Region pointing data
★ ★ ★ ★
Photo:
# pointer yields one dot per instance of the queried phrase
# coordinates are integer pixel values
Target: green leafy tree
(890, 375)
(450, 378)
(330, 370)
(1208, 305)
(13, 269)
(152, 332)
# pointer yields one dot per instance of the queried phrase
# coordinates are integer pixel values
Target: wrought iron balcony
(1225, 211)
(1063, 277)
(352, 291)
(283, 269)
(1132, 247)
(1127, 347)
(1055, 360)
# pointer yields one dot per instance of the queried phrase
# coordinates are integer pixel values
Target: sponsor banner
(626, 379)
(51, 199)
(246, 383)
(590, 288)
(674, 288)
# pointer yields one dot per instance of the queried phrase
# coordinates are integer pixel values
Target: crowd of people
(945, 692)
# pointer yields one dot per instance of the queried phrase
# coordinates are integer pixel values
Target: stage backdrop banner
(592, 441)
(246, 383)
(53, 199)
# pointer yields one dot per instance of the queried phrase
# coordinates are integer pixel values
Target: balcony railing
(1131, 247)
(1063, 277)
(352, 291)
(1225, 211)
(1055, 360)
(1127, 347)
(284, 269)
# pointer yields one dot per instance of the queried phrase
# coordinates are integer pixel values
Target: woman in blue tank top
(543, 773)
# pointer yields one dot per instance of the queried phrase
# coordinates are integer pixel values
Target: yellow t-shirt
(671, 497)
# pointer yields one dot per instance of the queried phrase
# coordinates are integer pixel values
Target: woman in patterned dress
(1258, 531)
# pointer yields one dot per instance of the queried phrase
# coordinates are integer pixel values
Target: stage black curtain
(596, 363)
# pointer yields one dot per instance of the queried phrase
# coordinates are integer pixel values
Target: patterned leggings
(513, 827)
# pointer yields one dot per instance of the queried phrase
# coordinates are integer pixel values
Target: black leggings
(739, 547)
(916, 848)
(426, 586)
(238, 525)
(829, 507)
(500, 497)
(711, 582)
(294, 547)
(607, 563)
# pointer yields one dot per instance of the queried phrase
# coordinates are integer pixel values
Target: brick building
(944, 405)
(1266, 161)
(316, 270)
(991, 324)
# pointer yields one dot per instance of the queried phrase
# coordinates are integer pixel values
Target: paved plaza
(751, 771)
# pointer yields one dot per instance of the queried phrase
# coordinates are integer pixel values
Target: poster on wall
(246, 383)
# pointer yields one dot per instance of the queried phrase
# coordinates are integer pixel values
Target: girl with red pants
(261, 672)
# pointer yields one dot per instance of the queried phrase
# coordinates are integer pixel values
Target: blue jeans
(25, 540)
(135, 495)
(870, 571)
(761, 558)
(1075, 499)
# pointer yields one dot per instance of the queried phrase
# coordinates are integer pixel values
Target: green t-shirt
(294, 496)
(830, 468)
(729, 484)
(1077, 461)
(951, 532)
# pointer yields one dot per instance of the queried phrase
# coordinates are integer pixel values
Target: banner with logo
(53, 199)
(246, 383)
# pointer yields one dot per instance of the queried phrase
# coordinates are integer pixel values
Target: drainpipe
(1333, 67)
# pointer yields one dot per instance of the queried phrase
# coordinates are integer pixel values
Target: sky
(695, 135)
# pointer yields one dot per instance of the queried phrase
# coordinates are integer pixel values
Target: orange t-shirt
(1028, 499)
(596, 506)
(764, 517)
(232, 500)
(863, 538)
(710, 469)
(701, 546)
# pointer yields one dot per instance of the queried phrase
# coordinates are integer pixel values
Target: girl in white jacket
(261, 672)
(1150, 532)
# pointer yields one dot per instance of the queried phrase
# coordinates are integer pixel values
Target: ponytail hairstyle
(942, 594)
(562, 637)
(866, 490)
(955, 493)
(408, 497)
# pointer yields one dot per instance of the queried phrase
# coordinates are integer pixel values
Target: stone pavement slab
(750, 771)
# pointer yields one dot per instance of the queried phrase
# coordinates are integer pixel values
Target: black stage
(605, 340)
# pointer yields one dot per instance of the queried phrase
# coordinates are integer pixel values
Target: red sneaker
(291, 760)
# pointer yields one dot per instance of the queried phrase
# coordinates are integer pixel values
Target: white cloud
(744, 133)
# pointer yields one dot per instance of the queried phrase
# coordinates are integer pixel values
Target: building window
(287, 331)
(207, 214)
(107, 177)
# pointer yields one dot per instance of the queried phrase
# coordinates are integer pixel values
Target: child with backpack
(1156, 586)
★ ★ ★ ★
EXERCISE PROMPT
The records above are to be reproduced exactly, with nothing left out.

RESPONSE TO THIS EXERCISE
Photo:
# pointer yields one dot per instance of the queried phrase
# coordinates are integer pixel values
Target: green leafy tree
(890, 375)
(450, 378)
(330, 370)
(1208, 305)
(13, 269)
(152, 332)
# pointer yields one dot per instance of the queried phrase
# coordinates are integer pixel values
Target: wrought iron balcony
(1225, 211)
(1063, 277)
(352, 291)
(283, 269)
(1132, 247)
(1127, 347)
(1055, 360)
# pointer yields one dot per instance of the queried phrase
# coordinates are integer pixel values
Target: sponsor banner
(626, 379)
(51, 199)
(246, 383)
(590, 288)
(674, 288)
# pointer yields one dot per instance of the queried phrase
# coordinates are integer pixel values
Target: crowd of people
(945, 692)
# pointer yields one dot per instance of the queried phrase
# coordinates are integer pixel values
Target: stage backdrop banner
(592, 441)
(246, 383)
(53, 199)
# pointer yields one dot per instance of the queried phrase
# coordinates are integer pixel values
Target: balcony railing
(1131, 247)
(1063, 277)
(352, 291)
(1225, 211)
(1055, 360)
(1127, 347)
(284, 269)
# pointer yields one dot per instance of the queried phrase
# coordinates are integer pixel values
Target: woman in blue tank top
(543, 773)
# pointer yields one dot per instance of the queried phrase
# coordinates are integer pixel values
Target: yellow t-shirt
(671, 497)
# pointer yields one dot per instance of the queried phrase
# coordinates are integer pixel values
Target: woman in patterned dress
(1258, 531)
# pointer yields one dot per instance of the queried phrase
# coordinates are integer pixel values
Target: stage black curtain
(596, 363)
# pointer yields one dot per instance of the queried phrase
# coordinates are integer pixel values
Target: patterned leggings
(513, 827)
# pointer yields one dot per instance of the queried phrase
# coordinates are integer pixel values
Target: black leggings
(739, 547)
(916, 848)
(426, 586)
(238, 525)
(829, 507)
(500, 497)
(711, 582)
(294, 547)
(607, 563)
# pointer yields one dot per instance of the queried phrase
# coordinates are integer pixel values
Target: brick building
(944, 405)
(1266, 161)
(316, 270)
(991, 324)
# pointer yields one dot per instance of the queried phrase
# coordinates are integer pixel values
Target: paved plaza
(751, 771)
# pointer yields one dot per instance of the queried phrase
# coordinates are integer pixel values
Target: poster on wall
(246, 383)
# pointer yields one dot per instance of the queried phrase
# coordinates are integer pixel values
Target: girl with red pants
(261, 672)
# pointer yields one dot per instance of the queried phrase
# coordinates are integer pixel values
Target: blue jeans
(25, 540)
(135, 495)
(870, 571)
(761, 558)
(1075, 499)
# pointer yields one dot per instance of the queried phrase
# coordinates are integer pixel values
Target: green t-shirt
(294, 496)
(830, 468)
(729, 484)
(1077, 461)
(951, 532)
# pointer yields one dot per instance of the queried phrase
# coordinates are integer pixel values
Target: banner with logo
(53, 199)
(246, 383)
# pointer yields one dot per instance of the queried phrase
# coordinates are integer pixel values
Target: drainpipe
(1333, 67)
# pointer yields one dot per instance of the queried phrase
# coordinates are integer pixel values
Target: sky
(695, 135)
# pointer yields one dot per instance of the queried phrase
# coordinates are integer pixel values
Target: orange t-shirt
(1028, 499)
(596, 506)
(764, 517)
(232, 500)
(863, 538)
(710, 469)
(701, 546)
# pointer yields one dot per instance of the queried phrase
# coordinates are integer pixel values
Target: girl in white jacket
(261, 672)
(1150, 532)
# pointer yields one dot per instance of the queried phrase
# coordinates are integer pixel values
Target: ponytail hairstyle
(942, 594)
(562, 637)
(866, 490)
(955, 493)
(408, 497)
# pointer yields one dot per instance of the queried phrase
# coordinates are integer pixel values
Target: stone pavement slab
(750, 771)
# pointer yields one dot per instance of the queried phrase
# coordinates are integer pixel values
Target: black stage
(605, 340)
# pointer yields one dot per instance of the queried phrase
# coordinates are integer pixel values
Target: red sneaker
(291, 760)
# pointer yields one dot per instance of the queried phrase
# coordinates are integer pixel values
Target: white cloud
(744, 133)
# pointer yields one dot per instance of the queried phrase
# coordinates are integer pixel values
Target: building window
(287, 331)
(207, 214)
(107, 177)
# pointer yields one dot per instance of the queried phrase
# coordinates are integer pixel values
Target: child with backpack
(1156, 586)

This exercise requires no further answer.